== OBJECTIVE ==
In the part of the records that opens with the line containing "Would you mind spotting the wristwatch" and closes with the line containing "<point>354,202</point>", swap every "pin" for "marker" and give back only those lines, otherwise unchanged.

-- Begin --

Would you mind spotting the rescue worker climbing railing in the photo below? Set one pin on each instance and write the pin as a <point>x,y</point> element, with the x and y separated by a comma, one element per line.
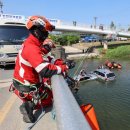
<point>68,113</point>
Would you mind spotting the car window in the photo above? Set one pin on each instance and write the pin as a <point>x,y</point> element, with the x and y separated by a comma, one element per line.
<point>9,35</point>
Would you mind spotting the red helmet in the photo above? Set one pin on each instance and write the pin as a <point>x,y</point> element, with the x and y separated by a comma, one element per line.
<point>39,20</point>
<point>49,42</point>
<point>47,45</point>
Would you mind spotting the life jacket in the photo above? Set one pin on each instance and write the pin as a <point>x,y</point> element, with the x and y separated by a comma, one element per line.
<point>30,63</point>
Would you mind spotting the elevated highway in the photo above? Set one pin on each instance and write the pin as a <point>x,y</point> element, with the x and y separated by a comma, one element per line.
<point>68,27</point>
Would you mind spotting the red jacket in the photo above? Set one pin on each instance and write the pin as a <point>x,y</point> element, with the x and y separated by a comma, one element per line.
<point>30,65</point>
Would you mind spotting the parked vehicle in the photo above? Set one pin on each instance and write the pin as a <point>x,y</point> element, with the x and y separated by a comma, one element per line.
<point>12,33</point>
<point>105,74</point>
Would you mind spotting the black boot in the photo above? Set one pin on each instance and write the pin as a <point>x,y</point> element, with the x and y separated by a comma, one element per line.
<point>27,110</point>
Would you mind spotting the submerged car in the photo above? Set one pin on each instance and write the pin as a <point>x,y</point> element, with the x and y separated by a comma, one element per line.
<point>12,34</point>
<point>105,74</point>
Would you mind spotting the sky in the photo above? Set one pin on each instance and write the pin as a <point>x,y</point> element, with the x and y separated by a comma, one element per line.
<point>82,11</point>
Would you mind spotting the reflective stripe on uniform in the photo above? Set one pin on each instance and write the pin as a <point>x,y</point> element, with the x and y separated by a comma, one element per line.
<point>58,69</point>
<point>41,66</point>
<point>23,60</point>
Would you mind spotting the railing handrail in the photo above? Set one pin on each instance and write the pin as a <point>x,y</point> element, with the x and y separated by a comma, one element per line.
<point>68,113</point>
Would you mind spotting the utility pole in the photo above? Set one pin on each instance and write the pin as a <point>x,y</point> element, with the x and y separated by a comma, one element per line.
<point>1,6</point>
<point>95,22</point>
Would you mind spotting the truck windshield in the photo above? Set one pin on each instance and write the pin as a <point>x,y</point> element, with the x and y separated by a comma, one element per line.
<point>12,34</point>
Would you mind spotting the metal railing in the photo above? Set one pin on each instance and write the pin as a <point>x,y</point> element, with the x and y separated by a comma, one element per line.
<point>68,113</point>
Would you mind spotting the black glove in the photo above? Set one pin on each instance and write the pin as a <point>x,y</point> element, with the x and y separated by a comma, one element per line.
<point>70,63</point>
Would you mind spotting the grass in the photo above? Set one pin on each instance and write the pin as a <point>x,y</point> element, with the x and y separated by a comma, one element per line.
<point>119,52</point>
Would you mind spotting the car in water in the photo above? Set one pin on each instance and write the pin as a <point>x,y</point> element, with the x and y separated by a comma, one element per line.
<point>105,74</point>
<point>12,34</point>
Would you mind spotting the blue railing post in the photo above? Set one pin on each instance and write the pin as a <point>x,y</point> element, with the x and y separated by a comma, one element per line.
<point>68,113</point>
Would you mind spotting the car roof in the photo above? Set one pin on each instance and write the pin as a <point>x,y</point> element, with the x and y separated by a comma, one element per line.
<point>105,71</point>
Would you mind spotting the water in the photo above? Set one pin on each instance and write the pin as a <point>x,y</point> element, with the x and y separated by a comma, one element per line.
<point>111,100</point>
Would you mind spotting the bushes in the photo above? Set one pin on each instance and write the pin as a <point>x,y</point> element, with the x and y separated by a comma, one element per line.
<point>119,52</point>
<point>65,39</point>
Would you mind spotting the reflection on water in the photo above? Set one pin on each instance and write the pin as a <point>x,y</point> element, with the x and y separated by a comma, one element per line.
<point>111,100</point>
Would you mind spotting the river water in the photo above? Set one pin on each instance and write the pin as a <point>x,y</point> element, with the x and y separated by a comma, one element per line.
<point>111,100</point>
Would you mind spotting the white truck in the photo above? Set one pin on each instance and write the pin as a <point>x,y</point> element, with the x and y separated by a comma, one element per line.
<point>12,34</point>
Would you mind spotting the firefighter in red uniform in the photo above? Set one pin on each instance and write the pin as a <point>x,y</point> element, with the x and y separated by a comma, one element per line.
<point>31,67</point>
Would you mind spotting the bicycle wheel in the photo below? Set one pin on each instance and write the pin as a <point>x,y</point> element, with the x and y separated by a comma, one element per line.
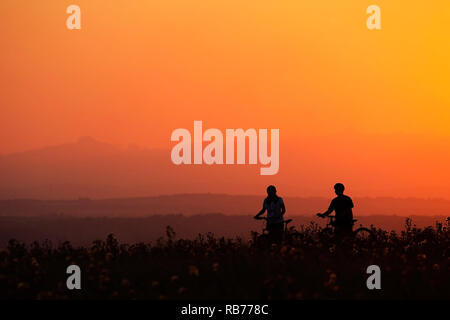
<point>362,233</point>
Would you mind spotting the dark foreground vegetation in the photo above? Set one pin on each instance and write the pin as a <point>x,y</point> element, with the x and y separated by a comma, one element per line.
<point>414,264</point>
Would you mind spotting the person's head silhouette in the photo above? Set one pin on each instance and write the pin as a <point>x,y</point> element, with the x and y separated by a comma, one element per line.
<point>271,191</point>
<point>339,189</point>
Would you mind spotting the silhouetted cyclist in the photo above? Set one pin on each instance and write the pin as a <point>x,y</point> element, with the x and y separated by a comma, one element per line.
<point>342,205</point>
<point>275,211</point>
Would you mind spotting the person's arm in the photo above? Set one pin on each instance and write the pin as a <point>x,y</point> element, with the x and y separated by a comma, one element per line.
<point>262,211</point>
<point>283,208</point>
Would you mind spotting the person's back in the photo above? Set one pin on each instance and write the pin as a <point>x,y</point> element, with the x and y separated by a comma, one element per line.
<point>275,208</point>
<point>342,205</point>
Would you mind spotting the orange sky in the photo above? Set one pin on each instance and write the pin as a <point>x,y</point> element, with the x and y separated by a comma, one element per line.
<point>371,108</point>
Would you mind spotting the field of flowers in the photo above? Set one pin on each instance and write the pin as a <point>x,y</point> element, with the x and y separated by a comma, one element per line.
<point>414,264</point>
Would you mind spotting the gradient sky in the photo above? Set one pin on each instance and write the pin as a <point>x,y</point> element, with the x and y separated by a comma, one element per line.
<point>371,108</point>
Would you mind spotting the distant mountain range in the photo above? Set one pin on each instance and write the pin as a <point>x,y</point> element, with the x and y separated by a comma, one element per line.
<point>194,204</point>
<point>88,169</point>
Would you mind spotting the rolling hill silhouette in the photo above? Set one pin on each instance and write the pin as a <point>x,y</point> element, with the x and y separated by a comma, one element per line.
<point>123,176</point>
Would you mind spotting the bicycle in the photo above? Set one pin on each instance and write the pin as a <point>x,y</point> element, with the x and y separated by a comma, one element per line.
<point>289,233</point>
<point>361,233</point>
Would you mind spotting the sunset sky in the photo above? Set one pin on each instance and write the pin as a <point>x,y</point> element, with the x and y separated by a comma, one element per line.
<point>370,108</point>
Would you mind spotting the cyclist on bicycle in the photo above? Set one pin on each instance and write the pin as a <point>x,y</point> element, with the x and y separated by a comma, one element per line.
<point>342,205</point>
<point>275,211</point>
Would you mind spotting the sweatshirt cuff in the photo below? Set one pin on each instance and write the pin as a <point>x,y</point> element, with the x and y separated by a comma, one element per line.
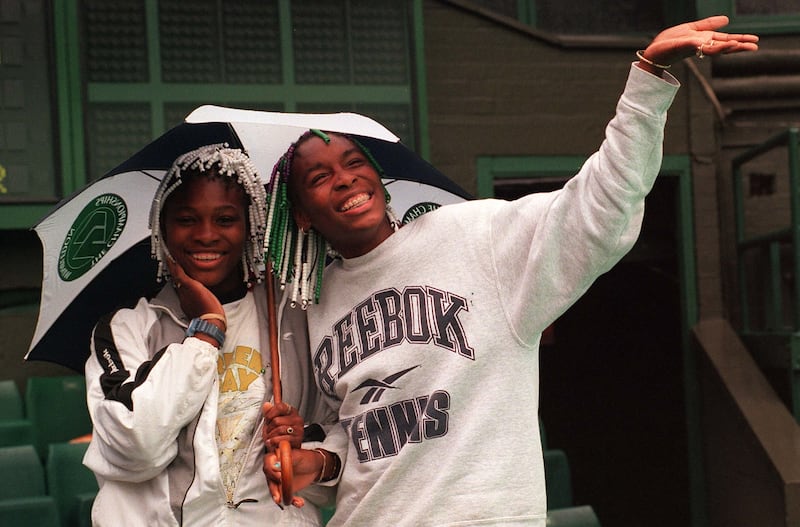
<point>649,93</point>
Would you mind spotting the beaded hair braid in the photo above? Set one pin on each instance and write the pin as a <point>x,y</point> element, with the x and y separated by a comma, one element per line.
<point>221,162</point>
<point>298,257</point>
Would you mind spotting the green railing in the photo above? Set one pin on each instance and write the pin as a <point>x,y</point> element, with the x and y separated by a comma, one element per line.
<point>768,266</point>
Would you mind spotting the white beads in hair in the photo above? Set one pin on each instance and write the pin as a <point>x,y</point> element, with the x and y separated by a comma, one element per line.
<point>227,162</point>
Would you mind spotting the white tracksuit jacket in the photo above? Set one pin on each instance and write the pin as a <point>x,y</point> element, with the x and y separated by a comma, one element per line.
<point>152,395</point>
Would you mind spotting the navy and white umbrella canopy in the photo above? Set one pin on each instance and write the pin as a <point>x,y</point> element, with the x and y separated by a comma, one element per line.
<point>96,243</point>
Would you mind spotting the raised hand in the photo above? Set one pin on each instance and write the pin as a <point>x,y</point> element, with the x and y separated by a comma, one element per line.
<point>698,38</point>
<point>196,299</point>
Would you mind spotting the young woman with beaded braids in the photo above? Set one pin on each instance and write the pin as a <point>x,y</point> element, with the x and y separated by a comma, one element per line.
<point>178,383</point>
<point>426,337</point>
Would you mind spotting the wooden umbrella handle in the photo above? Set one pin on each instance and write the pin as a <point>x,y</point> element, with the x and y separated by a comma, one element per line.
<point>284,448</point>
<point>287,471</point>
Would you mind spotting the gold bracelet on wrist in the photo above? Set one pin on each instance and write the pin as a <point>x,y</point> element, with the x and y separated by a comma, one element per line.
<point>324,463</point>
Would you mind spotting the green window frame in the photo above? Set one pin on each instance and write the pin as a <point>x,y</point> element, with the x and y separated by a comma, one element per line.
<point>490,169</point>
<point>127,71</point>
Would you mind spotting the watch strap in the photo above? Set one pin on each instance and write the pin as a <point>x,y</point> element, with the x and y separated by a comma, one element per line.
<point>198,325</point>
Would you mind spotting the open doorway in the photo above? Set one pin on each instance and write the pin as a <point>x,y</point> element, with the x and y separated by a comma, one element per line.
<point>612,386</point>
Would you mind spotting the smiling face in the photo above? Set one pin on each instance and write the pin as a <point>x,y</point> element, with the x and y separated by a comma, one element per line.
<point>336,190</point>
<point>205,226</point>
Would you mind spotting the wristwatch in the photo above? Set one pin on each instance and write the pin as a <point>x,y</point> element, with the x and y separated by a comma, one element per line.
<point>198,325</point>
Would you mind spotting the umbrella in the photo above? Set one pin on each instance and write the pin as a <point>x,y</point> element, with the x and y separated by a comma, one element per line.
<point>96,243</point>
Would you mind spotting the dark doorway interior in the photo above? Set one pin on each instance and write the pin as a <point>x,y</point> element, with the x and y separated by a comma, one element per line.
<point>612,394</point>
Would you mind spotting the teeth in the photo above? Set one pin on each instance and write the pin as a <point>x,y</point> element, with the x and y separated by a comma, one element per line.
<point>207,257</point>
<point>354,202</point>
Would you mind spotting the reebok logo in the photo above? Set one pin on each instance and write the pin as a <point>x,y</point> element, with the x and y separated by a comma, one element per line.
<point>376,388</point>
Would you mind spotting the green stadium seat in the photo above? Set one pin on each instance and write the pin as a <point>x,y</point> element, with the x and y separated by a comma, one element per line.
<point>558,479</point>
<point>71,483</point>
<point>11,406</point>
<point>15,429</point>
<point>23,495</point>
<point>16,432</point>
<point>56,406</point>
<point>23,473</point>
<point>581,516</point>
<point>33,511</point>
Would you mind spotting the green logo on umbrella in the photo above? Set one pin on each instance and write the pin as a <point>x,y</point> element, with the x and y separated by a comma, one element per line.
<point>418,210</point>
<point>92,235</point>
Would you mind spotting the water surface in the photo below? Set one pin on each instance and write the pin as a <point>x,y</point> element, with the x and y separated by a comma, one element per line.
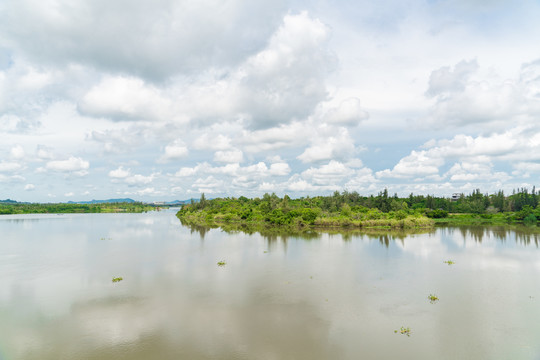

-- End --

== COMPLETE ANSWER ==
Would you mind spotting the wristwatch in the photo above? Set one marker on each instance and write the marker as a <point>x,y</point> element, with the x and y separated by a comma, one element per line.
<point>198,325</point>
Would you mind spotting the umbrella in the photo above? Set one marker on each instance and write the marker as a <point>x,y</point> element, with the x and y separated by a comma, one element per line.
<point>96,243</point>
Would you mind spotting the dark doorway interior in the photo above? Set one marker on each instance and write the marker as a <point>x,y</point> element, with the x and y separated by a comma, one element per line.
<point>612,394</point>
Would you mind spotting the teeth in the photo above? Set one marker on each instance and write the marker as a <point>x,y</point> element, with the x and y separated by a comma, one element per line.
<point>207,257</point>
<point>354,202</point>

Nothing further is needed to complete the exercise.